### TASK REQUIREMENTS
Identify every line in the items below that contains the word "chair", and copy each of those lines.

(Records excerpted from a collection)
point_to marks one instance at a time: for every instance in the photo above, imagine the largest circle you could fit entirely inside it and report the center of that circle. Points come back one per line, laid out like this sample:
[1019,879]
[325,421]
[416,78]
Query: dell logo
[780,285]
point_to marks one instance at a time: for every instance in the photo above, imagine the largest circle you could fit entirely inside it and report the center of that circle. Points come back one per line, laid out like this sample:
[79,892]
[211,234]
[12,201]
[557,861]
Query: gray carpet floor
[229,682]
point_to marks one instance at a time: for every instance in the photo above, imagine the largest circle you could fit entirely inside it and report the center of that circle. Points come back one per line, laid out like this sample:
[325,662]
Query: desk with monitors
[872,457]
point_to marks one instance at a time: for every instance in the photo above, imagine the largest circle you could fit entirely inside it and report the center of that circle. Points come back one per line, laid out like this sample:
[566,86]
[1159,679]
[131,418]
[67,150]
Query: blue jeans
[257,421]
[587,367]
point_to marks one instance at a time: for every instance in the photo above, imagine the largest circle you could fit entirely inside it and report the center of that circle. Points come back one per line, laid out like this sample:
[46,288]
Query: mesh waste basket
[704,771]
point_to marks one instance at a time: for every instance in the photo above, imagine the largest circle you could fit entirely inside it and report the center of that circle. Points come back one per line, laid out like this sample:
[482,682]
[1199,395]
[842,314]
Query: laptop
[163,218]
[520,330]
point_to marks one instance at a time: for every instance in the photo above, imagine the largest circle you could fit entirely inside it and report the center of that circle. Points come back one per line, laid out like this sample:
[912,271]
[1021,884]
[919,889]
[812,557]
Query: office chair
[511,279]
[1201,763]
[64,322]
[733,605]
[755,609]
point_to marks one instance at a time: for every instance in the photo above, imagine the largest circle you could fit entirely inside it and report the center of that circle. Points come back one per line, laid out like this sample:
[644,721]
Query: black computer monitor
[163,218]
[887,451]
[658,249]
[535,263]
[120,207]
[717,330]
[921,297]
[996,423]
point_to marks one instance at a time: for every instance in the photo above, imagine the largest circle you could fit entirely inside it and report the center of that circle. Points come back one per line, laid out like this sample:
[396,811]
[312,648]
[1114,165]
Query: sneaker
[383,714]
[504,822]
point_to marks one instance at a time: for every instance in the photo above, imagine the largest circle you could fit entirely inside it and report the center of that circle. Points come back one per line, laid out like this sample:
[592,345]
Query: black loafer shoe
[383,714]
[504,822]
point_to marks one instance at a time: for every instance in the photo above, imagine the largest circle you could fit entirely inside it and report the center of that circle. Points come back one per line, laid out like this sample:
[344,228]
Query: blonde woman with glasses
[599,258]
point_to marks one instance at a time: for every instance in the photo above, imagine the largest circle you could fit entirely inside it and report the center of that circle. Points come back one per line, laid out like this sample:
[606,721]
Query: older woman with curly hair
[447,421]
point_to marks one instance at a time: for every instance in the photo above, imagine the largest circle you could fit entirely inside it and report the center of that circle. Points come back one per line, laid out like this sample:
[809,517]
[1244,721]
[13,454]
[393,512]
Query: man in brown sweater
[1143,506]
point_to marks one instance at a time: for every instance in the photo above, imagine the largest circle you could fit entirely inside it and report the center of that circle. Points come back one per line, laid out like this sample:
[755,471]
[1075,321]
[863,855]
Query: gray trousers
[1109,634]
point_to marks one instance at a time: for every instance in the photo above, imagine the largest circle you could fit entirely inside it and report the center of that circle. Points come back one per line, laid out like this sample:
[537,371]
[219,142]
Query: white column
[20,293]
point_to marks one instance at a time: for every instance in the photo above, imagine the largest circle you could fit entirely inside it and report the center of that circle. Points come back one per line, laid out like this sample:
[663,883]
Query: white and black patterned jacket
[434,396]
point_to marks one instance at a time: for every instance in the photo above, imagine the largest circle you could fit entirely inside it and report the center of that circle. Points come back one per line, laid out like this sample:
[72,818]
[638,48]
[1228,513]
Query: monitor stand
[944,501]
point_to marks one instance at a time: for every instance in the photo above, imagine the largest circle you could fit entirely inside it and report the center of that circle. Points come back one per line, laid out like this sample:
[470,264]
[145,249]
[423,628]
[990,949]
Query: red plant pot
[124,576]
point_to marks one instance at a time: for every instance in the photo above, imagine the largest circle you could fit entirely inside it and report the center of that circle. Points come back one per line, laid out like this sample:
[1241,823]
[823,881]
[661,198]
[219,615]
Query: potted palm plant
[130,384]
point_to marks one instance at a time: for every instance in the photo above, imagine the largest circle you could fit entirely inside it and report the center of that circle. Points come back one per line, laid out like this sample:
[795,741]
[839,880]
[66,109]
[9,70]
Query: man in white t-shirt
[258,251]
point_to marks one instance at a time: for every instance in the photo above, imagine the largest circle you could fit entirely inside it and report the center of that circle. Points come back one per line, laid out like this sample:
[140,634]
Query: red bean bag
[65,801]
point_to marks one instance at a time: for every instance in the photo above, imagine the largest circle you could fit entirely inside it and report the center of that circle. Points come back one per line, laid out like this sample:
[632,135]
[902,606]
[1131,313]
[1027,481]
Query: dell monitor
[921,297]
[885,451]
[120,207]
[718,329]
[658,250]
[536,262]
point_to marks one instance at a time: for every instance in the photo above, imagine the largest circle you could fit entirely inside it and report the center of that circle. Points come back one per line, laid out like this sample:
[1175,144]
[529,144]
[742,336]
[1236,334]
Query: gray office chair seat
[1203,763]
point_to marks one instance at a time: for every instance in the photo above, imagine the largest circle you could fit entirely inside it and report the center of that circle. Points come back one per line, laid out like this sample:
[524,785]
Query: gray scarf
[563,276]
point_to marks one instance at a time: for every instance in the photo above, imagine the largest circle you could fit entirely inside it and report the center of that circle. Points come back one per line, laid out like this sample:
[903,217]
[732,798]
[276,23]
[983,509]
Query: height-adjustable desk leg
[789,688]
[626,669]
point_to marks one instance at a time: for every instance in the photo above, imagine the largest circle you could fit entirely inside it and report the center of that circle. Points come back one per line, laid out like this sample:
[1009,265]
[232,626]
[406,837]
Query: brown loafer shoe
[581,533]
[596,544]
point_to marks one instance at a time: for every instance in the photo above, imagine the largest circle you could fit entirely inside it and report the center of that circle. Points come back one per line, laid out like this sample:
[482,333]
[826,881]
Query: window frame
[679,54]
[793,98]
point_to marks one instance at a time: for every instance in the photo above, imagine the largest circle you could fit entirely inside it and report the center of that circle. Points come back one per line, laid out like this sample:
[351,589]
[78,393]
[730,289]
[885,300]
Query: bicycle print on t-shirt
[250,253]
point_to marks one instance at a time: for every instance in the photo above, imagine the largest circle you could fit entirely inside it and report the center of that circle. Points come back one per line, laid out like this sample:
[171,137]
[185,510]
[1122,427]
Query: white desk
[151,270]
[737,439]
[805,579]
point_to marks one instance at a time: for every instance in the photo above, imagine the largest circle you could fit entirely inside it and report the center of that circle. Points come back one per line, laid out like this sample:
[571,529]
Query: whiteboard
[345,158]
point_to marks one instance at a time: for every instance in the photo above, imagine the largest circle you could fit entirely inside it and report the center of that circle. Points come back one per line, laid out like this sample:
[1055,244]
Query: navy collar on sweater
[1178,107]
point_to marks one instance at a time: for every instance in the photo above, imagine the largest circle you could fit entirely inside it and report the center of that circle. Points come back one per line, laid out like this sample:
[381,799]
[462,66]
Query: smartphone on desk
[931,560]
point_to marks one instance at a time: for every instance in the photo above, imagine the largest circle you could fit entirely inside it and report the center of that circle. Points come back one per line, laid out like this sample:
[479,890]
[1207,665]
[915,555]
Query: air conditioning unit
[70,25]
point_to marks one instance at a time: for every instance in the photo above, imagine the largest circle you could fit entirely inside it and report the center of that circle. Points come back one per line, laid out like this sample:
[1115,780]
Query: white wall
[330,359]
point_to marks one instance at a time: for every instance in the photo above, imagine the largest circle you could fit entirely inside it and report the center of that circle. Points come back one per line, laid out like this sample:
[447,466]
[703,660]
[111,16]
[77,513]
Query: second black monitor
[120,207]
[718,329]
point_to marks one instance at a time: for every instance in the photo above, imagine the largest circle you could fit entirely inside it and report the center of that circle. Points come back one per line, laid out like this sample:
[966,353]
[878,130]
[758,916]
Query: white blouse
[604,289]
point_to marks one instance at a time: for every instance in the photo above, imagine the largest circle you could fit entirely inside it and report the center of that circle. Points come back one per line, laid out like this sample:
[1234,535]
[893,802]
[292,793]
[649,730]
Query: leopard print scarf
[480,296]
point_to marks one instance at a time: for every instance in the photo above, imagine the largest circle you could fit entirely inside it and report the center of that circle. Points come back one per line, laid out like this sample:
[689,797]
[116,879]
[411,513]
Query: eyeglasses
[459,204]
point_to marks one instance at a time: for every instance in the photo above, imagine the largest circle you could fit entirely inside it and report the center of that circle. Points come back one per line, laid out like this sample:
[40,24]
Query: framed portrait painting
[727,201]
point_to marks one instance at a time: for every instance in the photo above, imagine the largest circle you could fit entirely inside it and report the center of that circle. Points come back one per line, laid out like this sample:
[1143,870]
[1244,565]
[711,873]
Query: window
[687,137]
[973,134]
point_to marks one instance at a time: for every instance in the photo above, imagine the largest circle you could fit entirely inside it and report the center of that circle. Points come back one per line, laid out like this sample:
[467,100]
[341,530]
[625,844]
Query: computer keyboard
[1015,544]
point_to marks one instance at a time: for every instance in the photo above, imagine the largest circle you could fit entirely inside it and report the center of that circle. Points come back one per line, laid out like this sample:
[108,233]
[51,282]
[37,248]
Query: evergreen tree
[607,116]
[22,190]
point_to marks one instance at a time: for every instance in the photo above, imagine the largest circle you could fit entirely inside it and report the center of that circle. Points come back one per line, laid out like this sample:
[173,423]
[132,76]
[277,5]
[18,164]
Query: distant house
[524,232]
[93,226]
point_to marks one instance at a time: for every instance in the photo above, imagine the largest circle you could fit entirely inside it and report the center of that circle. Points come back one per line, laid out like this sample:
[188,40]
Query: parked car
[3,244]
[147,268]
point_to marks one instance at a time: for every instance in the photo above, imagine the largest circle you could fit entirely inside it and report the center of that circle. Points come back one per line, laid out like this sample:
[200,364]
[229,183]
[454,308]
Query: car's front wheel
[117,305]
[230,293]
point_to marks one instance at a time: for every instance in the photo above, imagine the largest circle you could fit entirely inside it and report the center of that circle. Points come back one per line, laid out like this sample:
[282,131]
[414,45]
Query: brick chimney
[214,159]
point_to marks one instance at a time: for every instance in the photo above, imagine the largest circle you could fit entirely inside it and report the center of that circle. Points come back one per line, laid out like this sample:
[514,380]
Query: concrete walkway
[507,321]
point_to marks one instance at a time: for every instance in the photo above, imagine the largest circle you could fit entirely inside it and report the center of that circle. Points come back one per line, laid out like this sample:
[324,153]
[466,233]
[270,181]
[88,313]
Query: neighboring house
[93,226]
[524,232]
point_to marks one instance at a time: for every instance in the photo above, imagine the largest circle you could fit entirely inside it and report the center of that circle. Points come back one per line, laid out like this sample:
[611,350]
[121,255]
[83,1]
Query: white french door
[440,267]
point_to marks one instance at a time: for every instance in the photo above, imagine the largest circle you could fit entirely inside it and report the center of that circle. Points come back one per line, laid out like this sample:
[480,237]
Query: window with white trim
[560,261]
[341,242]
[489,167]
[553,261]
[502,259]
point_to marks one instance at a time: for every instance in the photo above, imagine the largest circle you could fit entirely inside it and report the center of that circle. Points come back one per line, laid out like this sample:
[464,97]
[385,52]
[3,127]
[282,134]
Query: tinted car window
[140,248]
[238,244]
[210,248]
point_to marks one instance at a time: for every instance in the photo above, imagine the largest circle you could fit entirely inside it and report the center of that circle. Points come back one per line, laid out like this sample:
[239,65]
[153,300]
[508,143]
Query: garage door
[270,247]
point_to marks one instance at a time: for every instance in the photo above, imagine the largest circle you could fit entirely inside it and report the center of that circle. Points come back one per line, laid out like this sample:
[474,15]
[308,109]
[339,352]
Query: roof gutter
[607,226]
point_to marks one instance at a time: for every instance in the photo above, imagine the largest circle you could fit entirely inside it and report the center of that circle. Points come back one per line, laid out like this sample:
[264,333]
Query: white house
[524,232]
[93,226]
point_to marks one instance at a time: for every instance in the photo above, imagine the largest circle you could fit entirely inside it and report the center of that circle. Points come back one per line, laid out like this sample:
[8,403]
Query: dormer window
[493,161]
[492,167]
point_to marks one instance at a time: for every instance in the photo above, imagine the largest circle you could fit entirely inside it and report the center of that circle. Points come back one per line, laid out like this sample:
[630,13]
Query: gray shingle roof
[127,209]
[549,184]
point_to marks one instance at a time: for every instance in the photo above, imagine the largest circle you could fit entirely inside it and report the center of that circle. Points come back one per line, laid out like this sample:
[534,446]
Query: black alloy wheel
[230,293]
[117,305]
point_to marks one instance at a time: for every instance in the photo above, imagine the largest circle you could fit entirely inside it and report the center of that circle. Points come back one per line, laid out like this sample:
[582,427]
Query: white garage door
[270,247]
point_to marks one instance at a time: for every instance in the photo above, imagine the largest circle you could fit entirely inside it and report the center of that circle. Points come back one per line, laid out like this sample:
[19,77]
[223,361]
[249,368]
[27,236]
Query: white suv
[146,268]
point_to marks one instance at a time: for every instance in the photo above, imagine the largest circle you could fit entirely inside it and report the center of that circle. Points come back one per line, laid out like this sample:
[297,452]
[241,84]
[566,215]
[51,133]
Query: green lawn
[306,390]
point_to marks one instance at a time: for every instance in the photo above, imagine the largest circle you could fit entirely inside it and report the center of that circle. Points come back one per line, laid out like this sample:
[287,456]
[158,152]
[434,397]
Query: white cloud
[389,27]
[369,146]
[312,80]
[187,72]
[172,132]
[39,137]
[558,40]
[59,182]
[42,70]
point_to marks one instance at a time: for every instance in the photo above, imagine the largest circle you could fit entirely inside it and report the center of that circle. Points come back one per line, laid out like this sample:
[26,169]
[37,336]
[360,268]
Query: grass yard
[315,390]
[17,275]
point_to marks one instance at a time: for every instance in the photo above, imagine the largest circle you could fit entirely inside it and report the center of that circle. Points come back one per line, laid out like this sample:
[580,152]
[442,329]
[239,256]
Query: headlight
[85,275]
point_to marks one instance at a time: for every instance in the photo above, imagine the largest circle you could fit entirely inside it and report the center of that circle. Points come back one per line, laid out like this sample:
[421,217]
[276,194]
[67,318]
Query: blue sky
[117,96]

### FULL SOLUTION
Query: office chair
Query: gray office chair seat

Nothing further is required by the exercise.